* **REQUIREMENTS**:
Reproduce the listing below verbatim, line for line, leaving out the pictures.

* **RECORD SET**:
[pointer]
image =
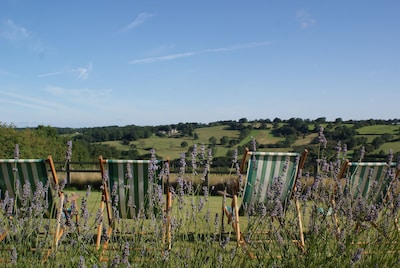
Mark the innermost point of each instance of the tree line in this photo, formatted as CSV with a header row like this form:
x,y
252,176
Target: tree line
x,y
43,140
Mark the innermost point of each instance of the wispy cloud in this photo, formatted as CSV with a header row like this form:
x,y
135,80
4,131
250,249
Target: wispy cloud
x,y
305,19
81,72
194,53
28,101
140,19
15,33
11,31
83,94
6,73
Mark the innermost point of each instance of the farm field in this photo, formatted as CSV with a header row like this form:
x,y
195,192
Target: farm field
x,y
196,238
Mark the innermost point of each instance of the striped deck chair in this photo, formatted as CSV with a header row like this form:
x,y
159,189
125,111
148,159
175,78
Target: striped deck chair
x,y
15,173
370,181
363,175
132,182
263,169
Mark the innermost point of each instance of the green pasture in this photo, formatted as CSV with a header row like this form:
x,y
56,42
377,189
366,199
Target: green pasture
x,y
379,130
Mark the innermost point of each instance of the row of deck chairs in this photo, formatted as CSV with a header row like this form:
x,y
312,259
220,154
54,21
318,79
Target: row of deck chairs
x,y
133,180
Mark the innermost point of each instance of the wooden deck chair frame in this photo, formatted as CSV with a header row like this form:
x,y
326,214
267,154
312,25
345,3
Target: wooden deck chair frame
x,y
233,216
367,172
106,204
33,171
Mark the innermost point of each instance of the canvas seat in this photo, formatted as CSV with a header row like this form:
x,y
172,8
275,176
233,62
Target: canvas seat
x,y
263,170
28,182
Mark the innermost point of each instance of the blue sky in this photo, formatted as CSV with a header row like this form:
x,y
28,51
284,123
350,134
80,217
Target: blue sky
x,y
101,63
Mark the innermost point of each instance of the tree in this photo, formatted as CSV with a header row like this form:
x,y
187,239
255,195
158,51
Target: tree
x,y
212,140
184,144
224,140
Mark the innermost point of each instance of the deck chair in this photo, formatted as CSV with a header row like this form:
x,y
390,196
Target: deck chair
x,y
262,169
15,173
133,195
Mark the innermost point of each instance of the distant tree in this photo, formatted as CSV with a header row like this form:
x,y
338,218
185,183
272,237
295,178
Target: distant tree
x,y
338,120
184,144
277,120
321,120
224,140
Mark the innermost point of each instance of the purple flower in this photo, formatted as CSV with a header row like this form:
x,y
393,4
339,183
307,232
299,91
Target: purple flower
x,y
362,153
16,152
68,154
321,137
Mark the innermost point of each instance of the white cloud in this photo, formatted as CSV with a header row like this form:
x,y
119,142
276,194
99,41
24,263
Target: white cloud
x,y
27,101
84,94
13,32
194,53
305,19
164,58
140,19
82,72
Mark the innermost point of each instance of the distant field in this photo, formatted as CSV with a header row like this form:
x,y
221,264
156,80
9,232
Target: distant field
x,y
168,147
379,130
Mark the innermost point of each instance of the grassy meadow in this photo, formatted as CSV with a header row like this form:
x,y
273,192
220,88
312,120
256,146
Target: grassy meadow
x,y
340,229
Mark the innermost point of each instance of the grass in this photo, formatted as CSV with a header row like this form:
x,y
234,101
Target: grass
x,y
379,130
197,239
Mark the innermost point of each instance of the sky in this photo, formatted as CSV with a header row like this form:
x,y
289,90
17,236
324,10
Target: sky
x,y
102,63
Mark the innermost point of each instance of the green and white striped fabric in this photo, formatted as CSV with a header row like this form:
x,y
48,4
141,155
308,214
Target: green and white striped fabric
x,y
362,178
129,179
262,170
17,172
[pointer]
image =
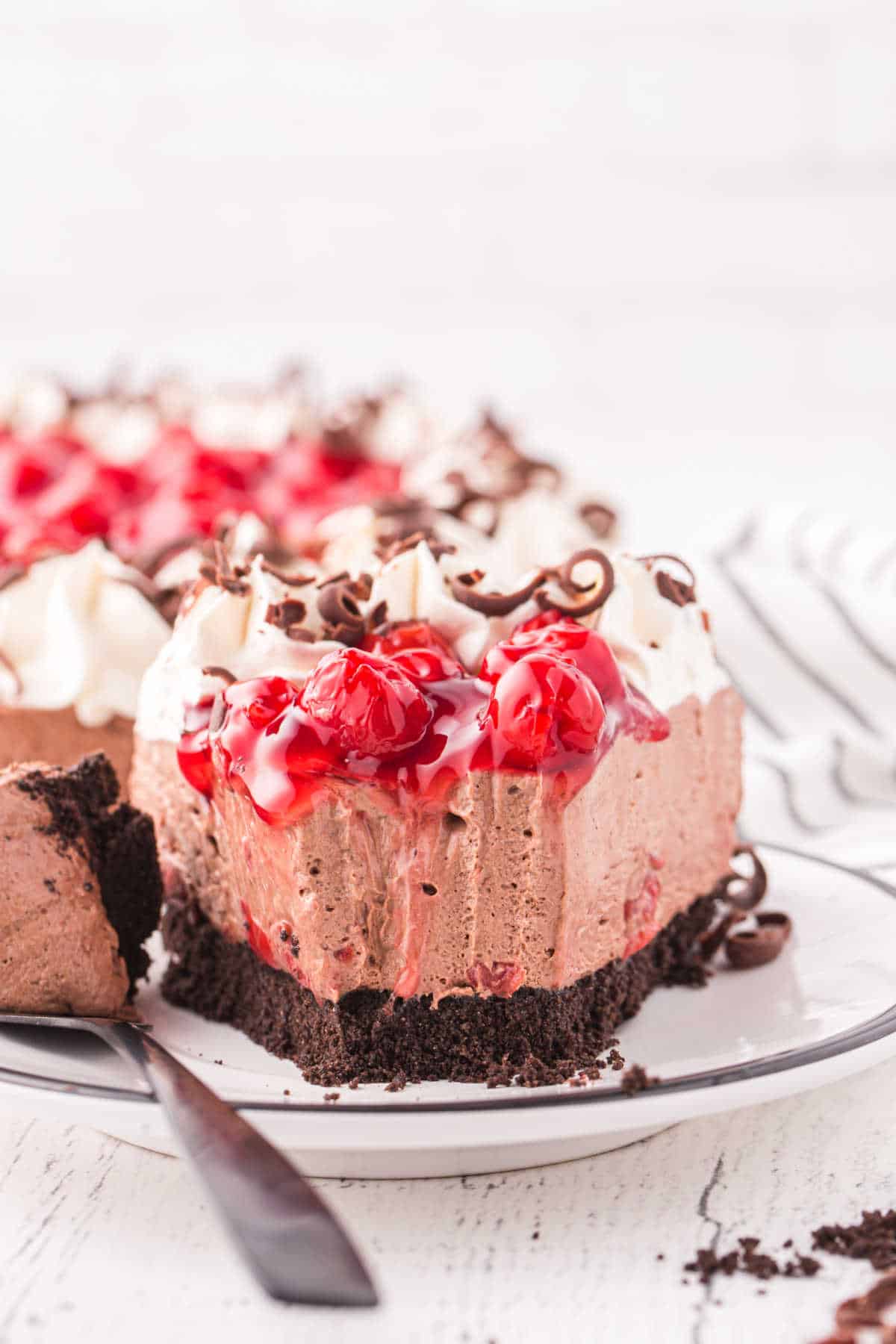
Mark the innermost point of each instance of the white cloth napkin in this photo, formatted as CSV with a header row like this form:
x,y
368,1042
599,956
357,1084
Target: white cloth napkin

* **WRITTEN RESPONSE**:
[pointer]
image =
Mark the innermost point of each instance of the tree line in this photo, formatted as CSV with a header row like this form:
x,y
252,176
Target: tree line
x,y
43,140
Mark the innermost point of each instance of the wispy cloud in this photo, formatted as CSV with a header row like this form:
x,y
135,80
4,131
250,249
Target: wispy cloud
x,y
305,19
81,72
194,53
28,101
140,19
15,33
11,31
83,94
6,73
Mark the innermost point of each instance of the farm field in this photo, formatted as CSV with a header row like this form:
x,y
195,192
Target: farm field
x,y
196,238
Mark the innermost point of each instance of the striped deck chair in this photo, formatted as CSV with a header row like this form:
x,y
159,189
125,111
148,159
175,78
Target: striped deck chair
x,y
15,173
370,181
363,175
132,182
263,169
Mark the innermost point of each instance of the green pasture in this photo, formatted as CSV with a header row like this form:
x,y
56,42
377,189
366,199
Target: green pasture
x,y
379,130
Mark the innermost point of each instance of the row of deck chairs in this photo, formatted as CSV with a header row like this form:
x,y
312,259
220,154
54,21
318,79
Target: row of deck chairs
x,y
133,180
Mark the innermost point of each instance of the wooden deck chair frame in this photo, formatted as CSV with a header row like this form:
x,y
326,214
267,154
312,25
345,3
Target: wooden deck chair frame
x,y
233,216
367,172
106,204
33,171
Mark the innermost point of each instance of the canvas seat in this photo, formatted as CSV with a header row like this form:
x,y
172,8
275,176
233,62
Target: canvas seat
x,y
263,170
28,182
Mark the innermost point of each instance of the blue sky in this photo, formatted as CSV with a header row like this form:
x,y
28,51
284,123
350,134
80,217
Target: blue sky
x,y
101,63
Mark the innermost point of each instance of the tree in this photo, formatted as CSV with a header row like this form:
x,y
187,239
255,195
158,51
Target: tree
x,y
212,140
184,144
224,140
Mark the innermost point of each instance of the deck chair in this photo, formatted as CSV with a header row like this form:
x,y
390,196
Target: deck chair
x,y
262,169
15,173
133,195
Mark the innermost point of each instance of the distant tree in this photo, formatted as CSV with a header row like this form:
x,y
338,218
185,183
272,237
295,178
Target: distant tree
x,y
338,120
184,144
277,120
321,120
224,140
Mark the innermost point of each instance of the purple flower in this photo, formatted as CSV with a header row like this form:
x,y
393,4
339,183
307,232
299,91
Target: purple flower
x,y
362,153
16,152
68,154
321,137
Mark the innermost point of each instance of the white cloud in this photo, formatted as CSV with a header row like this form:
x,y
119,142
276,194
99,41
24,263
Target: white cloud
x,y
27,101
84,94
13,32
194,53
305,19
164,58
140,19
82,72
Mark the innermost point of each instance of the distant field in this photo, formatted as CSV with a header row like this form:
x,y
221,264
156,80
9,232
Target: distant field
x,y
168,147
379,130
Mark the innermost point of each instance of the grassy meadow in this photo, formatted as CSV with a header row like this form:
x,y
273,192
220,88
312,120
256,146
Target: grassy meadow
x,y
340,229
Mark the innermost point of each instance of the grass in this photo, formatted as CSV with a header row like this form:
x,y
234,101
Target: grass
x,y
379,130
197,239
Mark the innermost point of each instance of the sky in this photo, formatted as CSV with a header row like this form:
x,y
289,90
17,236
324,10
Target: sky
x,y
102,63
Mark the innermost point of each instance of the green and white striped fabric in this photo, formatted as CSV with a header row like this form:
x,y
48,4
141,155
308,214
Target: green and white striped fabric
x,y
362,178
129,179
262,170
17,172
[pointer]
image =
Mark the innermost point of each instance of the white cloth napkin in this photo, formatted as CSV with a header row like this form:
x,y
368,1042
599,956
357,1084
Target: white cloth napkin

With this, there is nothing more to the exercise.